Each entry below is to be duplicated verbatim.

## Excerpted records
— start —

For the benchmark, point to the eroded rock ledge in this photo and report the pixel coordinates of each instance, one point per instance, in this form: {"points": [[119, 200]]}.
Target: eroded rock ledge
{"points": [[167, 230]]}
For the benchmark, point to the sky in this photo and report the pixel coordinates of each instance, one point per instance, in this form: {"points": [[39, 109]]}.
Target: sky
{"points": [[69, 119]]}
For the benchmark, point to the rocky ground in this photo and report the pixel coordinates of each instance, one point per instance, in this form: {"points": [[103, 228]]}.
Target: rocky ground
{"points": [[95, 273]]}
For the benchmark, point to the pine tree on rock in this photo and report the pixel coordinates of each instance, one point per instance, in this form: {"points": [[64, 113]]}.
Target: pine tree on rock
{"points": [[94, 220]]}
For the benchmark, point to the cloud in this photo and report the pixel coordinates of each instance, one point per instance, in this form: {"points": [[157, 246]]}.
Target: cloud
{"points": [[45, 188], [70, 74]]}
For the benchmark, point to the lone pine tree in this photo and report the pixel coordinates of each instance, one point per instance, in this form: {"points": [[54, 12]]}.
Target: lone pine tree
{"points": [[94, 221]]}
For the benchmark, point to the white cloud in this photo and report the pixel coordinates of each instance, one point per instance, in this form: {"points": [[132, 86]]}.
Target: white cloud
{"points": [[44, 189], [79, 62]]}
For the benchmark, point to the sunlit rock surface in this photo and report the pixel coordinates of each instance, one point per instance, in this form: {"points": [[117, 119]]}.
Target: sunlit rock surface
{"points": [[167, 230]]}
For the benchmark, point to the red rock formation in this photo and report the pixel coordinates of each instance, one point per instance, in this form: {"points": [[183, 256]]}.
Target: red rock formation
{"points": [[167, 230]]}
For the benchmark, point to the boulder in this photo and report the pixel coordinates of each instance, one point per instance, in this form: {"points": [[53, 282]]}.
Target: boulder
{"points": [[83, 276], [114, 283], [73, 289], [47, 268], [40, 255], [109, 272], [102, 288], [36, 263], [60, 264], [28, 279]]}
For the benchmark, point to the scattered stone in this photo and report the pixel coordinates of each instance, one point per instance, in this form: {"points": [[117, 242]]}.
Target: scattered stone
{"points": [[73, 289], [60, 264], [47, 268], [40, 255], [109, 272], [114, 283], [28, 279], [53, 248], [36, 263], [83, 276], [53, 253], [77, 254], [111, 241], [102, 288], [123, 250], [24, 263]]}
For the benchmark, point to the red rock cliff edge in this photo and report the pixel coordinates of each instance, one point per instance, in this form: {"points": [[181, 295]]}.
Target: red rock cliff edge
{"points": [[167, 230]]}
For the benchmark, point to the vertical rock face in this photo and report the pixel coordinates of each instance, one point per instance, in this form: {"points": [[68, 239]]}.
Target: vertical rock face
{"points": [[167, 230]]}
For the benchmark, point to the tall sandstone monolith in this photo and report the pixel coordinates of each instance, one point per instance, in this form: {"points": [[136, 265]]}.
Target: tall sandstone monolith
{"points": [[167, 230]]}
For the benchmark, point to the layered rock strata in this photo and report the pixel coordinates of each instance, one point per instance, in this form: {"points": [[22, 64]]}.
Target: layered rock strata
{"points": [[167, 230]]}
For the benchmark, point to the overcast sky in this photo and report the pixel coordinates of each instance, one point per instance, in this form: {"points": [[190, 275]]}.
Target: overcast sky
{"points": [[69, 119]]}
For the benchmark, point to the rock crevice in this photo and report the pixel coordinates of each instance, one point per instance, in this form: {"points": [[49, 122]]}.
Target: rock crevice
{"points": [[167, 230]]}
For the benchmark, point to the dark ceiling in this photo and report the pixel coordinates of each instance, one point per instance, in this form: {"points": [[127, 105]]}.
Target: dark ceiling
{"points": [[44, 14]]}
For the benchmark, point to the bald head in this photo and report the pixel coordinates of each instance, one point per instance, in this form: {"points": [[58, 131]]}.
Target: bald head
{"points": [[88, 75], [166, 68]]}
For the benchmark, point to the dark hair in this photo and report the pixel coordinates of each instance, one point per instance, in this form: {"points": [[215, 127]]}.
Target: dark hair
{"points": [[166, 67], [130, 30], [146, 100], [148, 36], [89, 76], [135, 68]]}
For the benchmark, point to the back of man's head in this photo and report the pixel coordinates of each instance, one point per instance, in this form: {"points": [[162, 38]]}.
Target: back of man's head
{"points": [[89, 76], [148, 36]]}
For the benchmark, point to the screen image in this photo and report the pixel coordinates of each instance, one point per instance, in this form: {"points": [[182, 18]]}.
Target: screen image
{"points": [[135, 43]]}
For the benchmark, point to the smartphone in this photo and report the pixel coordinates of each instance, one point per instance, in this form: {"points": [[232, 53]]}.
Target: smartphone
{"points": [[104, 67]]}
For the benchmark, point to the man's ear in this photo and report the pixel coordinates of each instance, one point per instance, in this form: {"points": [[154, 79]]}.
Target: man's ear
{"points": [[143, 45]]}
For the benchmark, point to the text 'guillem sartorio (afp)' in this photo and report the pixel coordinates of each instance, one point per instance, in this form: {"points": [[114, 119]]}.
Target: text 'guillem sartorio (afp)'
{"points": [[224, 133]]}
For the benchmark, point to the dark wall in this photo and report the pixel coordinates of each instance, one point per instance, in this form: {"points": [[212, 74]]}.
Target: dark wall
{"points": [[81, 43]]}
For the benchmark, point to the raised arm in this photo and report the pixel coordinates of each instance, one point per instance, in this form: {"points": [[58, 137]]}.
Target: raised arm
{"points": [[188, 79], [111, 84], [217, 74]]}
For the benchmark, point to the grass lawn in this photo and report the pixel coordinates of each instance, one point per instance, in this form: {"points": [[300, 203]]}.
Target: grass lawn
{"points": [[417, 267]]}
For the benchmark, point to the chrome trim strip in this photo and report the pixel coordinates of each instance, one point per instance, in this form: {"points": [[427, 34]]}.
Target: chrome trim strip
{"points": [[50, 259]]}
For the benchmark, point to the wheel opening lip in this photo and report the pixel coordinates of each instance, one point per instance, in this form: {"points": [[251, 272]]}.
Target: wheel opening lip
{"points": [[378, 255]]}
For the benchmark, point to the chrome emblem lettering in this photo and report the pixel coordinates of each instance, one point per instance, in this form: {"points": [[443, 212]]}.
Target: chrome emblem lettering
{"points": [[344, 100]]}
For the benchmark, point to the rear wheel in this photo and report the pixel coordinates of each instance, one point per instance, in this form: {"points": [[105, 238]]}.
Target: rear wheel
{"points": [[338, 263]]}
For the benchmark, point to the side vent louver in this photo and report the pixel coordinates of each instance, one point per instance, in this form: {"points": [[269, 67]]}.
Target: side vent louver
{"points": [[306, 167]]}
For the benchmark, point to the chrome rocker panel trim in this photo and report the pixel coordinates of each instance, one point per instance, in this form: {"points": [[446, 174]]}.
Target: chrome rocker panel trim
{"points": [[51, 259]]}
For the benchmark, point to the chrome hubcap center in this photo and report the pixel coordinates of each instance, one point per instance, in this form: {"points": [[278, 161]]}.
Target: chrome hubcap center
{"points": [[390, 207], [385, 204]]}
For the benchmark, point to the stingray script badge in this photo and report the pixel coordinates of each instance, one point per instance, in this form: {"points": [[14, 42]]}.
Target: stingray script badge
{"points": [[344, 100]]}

— end —

## Written answer
For the benchmark, point to the eroded rock ledge in this photo and report the pixel coordinates of each instance, one point per instance, in this form: {"points": [[119, 200]]}.
Target: eroded rock ledge
{"points": [[167, 230]]}
For the benchmark, point to the sky in this photo and report the pixel coordinates of each instance, one point per instance, in this form: {"points": [[39, 109]]}.
Target: sky
{"points": [[69, 119]]}
For the benchmark, point to the rocky ground in this photo and report the pixel coordinates of each instance, one point per instance, in this form: {"points": [[103, 228]]}.
Target: rocky ground
{"points": [[95, 273]]}
For the benchmark, point to the pine tree on rock in this photo and report the pixel coordinates of each instance, one point per instance, in this form: {"points": [[64, 113]]}.
Target: pine tree on rock
{"points": [[94, 220]]}
For the benchmark, point to the cloud in this photo and report the pixel coordinates of each instance, one point per instance, in this form: {"points": [[157, 246]]}.
Target: cloud
{"points": [[45, 188], [70, 74]]}
For the benchmark, point to the lone pine tree in this photo and report the pixel coordinates of each instance, one point per instance, in this form: {"points": [[54, 12]]}.
Target: lone pine tree
{"points": [[94, 221]]}
For the benchmark, point to the white cloud in this photo and report the pixel coordinates of each instance, one point per instance, in this form: {"points": [[132, 86]]}.
Target: white cloud
{"points": [[44, 189], [79, 62]]}
For the benchmark, point to the sunlit rock surface in this photo and report the pixel coordinates of each instance, one point per instance, in this form: {"points": [[117, 119]]}.
Target: sunlit rock surface
{"points": [[167, 230]]}
For the benchmark, point to the red rock formation in this photo and report the pixel coordinates of each instance, one point per instance, in this form: {"points": [[183, 256]]}.
Target: red rock formation
{"points": [[167, 230]]}
For the benchmark, point to the boulder in this photo and report the pixel coordinates of each instance, one point per instance, in this form: {"points": [[53, 282]]}.
Target: boulder
{"points": [[83, 276], [114, 283], [73, 289], [47, 268], [40, 255], [109, 272], [102, 288], [36, 263], [60, 264], [28, 279]]}
For the benchmark, point to the scattered stone in this photo and report the pixel coordinates of each instance, one point per instance, in this form: {"points": [[117, 242]]}.
Target: scattered stone
{"points": [[73, 289], [60, 264], [47, 268], [40, 255], [109, 272], [114, 283], [28, 279], [53, 248], [36, 263], [83, 276], [53, 253], [77, 254], [111, 241], [102, 288], [123, 250], [24, 263]]}
For the benchmark, point to the red rock cliff edge in this photo and report the pixel coordinates of each instance, one point per instance, in this form: {"points": [[181, 295]]}.
Target: red rock cliff edge
{"points": [[167, 230]]}
For the benchmark, point to the vertical rock face in this photo and report the pixel coordinates of each instance, one point per instance, in this form: {"points": [[68, 239]]}.
Target: vertical rock face
{"points": [[167, 230]]}
For the benchmark, point to the tall sandstone monolith in this photo and report the pixel coordinates of each instance, one point per instance, in this form: {"points": [[136, 265]]}.
Target: tall sandstone monolith
{"points": [[167, 230]]}
For the benchmark, point to the layered rock strata in this photo and report the pixel coordinates of each instance, one point per instance, in this form: {"points": [[22, 64]]}.
Target: layered rock strata
{"points": [[167, 230]]}
For the benchmark, point to the overcast sky in this photo and report the pixel coordinates of each instance, one point per instance, in this form: {"points": [[190, 275]]}.
Target: overcast sky
{"points": [[69, 119]]}
For the benchmark, point to the rock crevice in this photo and report the pixel coordinates of each instance, one point per instance, in this form: {"points": [[49, 122]]}.
Target: rock crevice
{"points": [[167, 230]]}
For the benchmark, point to the dark ceiling in this photo and report the pixel coordinates of each instance, one point per instance, in this form: {"points": [[127, 105]]}.
Target: dark ceiling
{"points": [[44, 14]]}
For the benchmark, point to the bald head in this photo and report the pixel coordinates of each instance, one point per instance, in this form: {"points": [[58, 131]]}.
Target: bald head
{"points": [[88, 75], [166, 68]]}
For the benchmark, point to the dark hair in this photo and report the pixel coordinates of each instance, one point per instance, in this form: {"points": [[215, 127]]}.
Target: dark hair
{"points": [[166, 67], [130, 30], [146, 100], [148, 36], [89, 76], [135, 68]]}
For the benchmark, point to the back of man's head in this photo and report the pixel coordinates of each instance, one point per instance, in this form: {"points": [[162, 38]]}.
Target: back of man's head
{"points": [[89, 76], [148, 36]]}
For the benchmark, point to the screen image in this photo and report the pixel coordinates of each instance, one point per instance, in this form: {"points": [[182, 18]]}.
Target: screen image
{"points": [[135, 43]]}
For the benchmark, point to the smartphone in this photo and report the pixel coordinates of each instance, one point per instance, in this form: {"points": [[232, 53]]}.
Target: smartphone
{"points": [[104, 67]]}
For the benchmark, point to the man's ear in this photo and report the pixel coordinates of each instance, one point per instance, in this form: {"points": [[154, 79]]}.
Target: man's ear
{"points": [[143, 45]]}
For the benchmark, point to the text 'guillem sartorio (afp)' in this photo and report the pixel coordinates of each instance, one point per instance, in this form: {"points": [[114, 119]]}.
Target: text 'guillem sartorio (afp)'
{"points": [[224, 133]]}
For the benchmark, point to the dark wall in this photo and report the pixel coordinates of each instance, one point per instance, in this form: {"points": [[212, 74]]}.
Target: dark wall
{"points": [[81, 43]]}
For the benchmark, point to the raised arm in this photo and report the pixel coordinates of each instance, one point per instance, in this form: {"points": [[58, 137]]}.
Target: raised arm
{"points": [[188, 79], [111, 84], [217, 74]]}
For the benchmark, point to the grass lawn in this photo and report the pixel coordinates of each instance, one point per instance, in this form: {"points": [[300, 203]]}.
Target: grass lawn
{"points": [[417, 267]]}
For the benchmark, point to the chrome trim strip in this photo and report the pixel coordinates of each instance, one point per instance, in this form: {"points": [[427, 34]]}.
Target: chrome trim strip
{"points": [[50, 259]]}
For the benchmark, point to the wheel opening lip in this photo and report the pixel coordinates of each instance, one point per instance, in this form: {"points": [[251, 272]]}.
Target: wheel opening lip
{"points": [[378, 255]]}
For the benchmark, point to the chrome emblem lettering in this photo and report the pixel coordinates of each instance, one point per instance, in this form: {"points": [[443, 212]]}.
Target: chrome emblem lettering
{"points": [[344, 100]]}
For the benchmark, point to the rear wheel in this photo and report the pixel coordinates of each instance, one point per instance, in this form: {"points": [[105, 238]]}.
Target: rear wheel
{"points": [[338, 263]]}
For the benchmark, point to the side vent louver in this photo and report the pixel coordinates of each instance, one point per instance, in this form: {"points": [[269, 67]]}.
Target: side vent louver
{"points": [[306, 167]]}
For the benchmark, point to the chrome rocker panel trim in this photo and report the pixel coordinates of each instance, one point per instance, in this form: {"points": [[446, 174]]}.
Target: chrome rocker panel trim
{"points": [[51, 259]]}
For the benchmark, point to the chrome hubcap center in this photo and report the pixel coordinates of each instance, one point per instance, in this form: {"points": [[278, 161]]}.
Target: chrome hubcap center
{"points": [[390, 207], [385, 204]]}
For the benchmark, point to the stingray script badge in this photo and report the pixel coordinates of each instance, one point per instance, in this form: {"points": [[14, 42]]}.
Target: stingray script badge
{"points": [[344, 100]]}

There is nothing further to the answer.